*** Block opens ***
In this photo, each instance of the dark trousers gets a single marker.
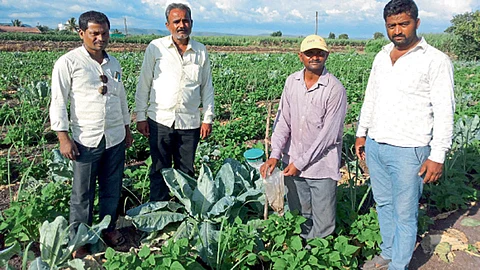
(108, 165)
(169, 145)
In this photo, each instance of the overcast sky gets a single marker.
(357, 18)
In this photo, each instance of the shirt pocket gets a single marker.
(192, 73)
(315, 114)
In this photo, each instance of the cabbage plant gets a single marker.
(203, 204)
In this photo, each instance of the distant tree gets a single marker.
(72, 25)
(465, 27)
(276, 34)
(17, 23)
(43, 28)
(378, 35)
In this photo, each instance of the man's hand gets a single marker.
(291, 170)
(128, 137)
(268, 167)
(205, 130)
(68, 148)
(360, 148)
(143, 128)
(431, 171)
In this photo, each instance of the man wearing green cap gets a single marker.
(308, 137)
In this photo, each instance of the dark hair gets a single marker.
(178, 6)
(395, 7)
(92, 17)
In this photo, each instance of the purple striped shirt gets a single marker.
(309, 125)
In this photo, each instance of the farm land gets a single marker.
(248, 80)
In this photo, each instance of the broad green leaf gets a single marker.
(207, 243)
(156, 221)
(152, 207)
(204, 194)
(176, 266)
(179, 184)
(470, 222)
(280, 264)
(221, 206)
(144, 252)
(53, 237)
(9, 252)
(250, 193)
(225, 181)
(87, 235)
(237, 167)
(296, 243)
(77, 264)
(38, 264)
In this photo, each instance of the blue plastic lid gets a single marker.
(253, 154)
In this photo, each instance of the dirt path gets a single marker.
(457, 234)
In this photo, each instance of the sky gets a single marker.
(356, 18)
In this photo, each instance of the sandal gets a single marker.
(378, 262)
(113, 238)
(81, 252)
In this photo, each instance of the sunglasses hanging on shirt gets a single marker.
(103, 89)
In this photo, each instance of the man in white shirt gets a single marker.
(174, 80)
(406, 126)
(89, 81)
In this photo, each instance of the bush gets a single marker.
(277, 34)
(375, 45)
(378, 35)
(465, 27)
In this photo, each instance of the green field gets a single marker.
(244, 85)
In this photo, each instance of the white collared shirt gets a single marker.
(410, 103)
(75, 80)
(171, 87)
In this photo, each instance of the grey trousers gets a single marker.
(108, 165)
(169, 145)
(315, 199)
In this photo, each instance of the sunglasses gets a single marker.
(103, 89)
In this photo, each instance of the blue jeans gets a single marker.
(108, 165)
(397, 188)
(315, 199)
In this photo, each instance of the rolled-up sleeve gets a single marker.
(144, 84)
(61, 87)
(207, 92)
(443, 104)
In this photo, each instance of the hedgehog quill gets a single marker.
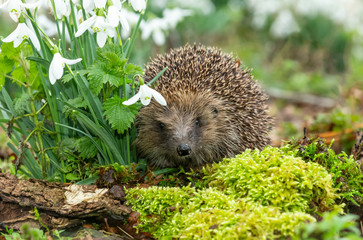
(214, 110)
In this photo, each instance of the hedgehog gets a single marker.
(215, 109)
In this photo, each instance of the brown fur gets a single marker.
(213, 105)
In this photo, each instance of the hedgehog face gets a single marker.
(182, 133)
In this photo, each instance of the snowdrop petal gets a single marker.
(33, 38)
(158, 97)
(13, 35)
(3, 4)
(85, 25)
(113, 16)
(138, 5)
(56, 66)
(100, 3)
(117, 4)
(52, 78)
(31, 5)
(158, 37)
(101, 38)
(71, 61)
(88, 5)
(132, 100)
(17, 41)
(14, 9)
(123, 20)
*** Block closes ***
*** Block opens ***
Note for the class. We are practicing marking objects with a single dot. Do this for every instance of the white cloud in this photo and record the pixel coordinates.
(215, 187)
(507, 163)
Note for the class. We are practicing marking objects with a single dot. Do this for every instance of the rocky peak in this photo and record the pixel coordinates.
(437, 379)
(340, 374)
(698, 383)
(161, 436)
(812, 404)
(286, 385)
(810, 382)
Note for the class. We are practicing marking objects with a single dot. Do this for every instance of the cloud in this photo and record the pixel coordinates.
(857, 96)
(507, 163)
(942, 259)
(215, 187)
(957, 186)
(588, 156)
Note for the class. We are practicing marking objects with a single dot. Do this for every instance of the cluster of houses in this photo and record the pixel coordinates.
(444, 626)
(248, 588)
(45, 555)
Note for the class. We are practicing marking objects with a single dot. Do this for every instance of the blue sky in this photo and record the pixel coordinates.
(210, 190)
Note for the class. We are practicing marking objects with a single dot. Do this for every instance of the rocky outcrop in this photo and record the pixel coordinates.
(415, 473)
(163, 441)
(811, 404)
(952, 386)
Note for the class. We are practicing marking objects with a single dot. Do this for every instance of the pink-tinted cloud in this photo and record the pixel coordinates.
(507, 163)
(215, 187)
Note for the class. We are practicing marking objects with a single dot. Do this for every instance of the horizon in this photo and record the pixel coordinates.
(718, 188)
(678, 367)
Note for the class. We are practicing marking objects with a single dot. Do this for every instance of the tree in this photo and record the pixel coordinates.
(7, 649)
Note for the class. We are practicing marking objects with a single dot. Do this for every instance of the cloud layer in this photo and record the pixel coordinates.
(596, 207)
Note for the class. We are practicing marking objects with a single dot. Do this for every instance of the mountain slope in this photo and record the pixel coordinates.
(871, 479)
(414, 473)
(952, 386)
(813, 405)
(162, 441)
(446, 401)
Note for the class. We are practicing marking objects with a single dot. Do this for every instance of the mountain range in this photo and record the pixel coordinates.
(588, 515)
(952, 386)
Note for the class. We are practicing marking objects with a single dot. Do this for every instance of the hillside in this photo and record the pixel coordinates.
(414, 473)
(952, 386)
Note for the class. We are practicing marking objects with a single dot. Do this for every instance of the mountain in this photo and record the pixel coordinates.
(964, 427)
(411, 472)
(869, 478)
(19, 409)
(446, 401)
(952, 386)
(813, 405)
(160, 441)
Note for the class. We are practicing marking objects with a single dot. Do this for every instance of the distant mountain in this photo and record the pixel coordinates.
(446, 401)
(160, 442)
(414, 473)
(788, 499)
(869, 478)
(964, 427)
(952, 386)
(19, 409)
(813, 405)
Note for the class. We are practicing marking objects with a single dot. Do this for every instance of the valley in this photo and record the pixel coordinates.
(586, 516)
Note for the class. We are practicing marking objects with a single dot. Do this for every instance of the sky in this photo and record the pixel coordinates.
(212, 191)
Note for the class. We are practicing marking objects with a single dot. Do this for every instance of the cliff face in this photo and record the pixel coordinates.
*** Block closes ***
### Task details
The response should hold exactly the lines starting at the line with "of the sky in" and ending at the line with "of the cliff", and no other line of the material above.

### Answer section
Note for the class. We are practicing marking objects with a single dot. Do this for every instance of the sky in this photo and record the pixel coordinates.
(212, 191)
Note for the class. We are practicing marking objects with a single dot. Do this for every instance of the cliff face in this photo and record the pixel coordinates.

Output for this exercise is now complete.